===== Quoted passage =====

For Whole Body Control#
For WBC (whole body control), human demonstration is the end goal of humanoid motion itself. If a humanoid does not need to move like a human, there is not much reason to build it in a human form in the first place.
Tracking human demonstration is also already supported by many mature methods. Starting from DeepMimic 1 and moving through more recent work like GMT 2, BeyondMimic 3, OmniRetarget 4, and SONIC 5, the field has gone from tracking single trajectories to learning from large-scale motion data. Humanoid locomotion has become richer and more robust, so it is not unusual now to hear people say that humanoids are already solved. Others would still disagree, but compared with manipulation, especially contact-rich manipulation, locomotion is clearly far ahead.
So this post will focus on dexterous hand manipulation and ask a simpler question: is human demonstration actually useful there, and if so, what is it useful for?
For Manipulation, Why Trackers Won’t Work?#
Contact Is Heavy#
It is worth first asking why learning from humans is relatively simple for locomotion. The answer is straightforward: the contacts are simple.

===== Provided material =====

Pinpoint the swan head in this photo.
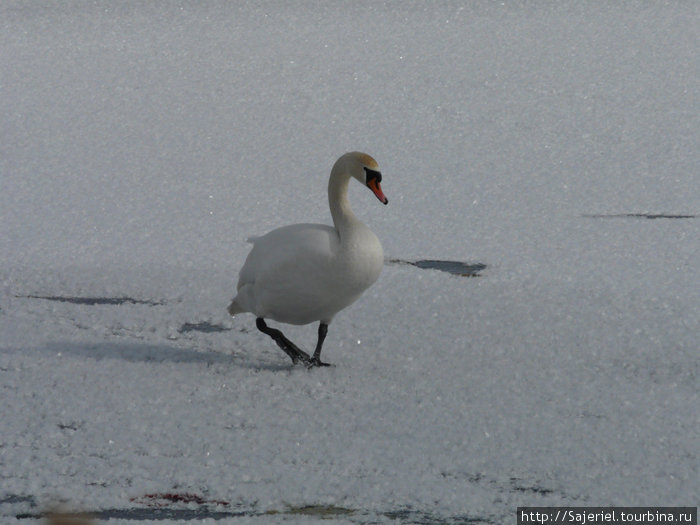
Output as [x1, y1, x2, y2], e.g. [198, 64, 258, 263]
[336, 151, 389, 204]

=====

## Set problem
Reproduce the part of the humanoid post that begins at the words "For Manipulation, Why" and stops after "contacts are simple.". You won't need the data for this.

## Result of this task
For Manipulation, Why Trackers Won’t Work?#
Contact Is Heavy#
It is worth first asking why learning from humans is relatively simple for locomotion. The answer is straightforward: the contacts are simple.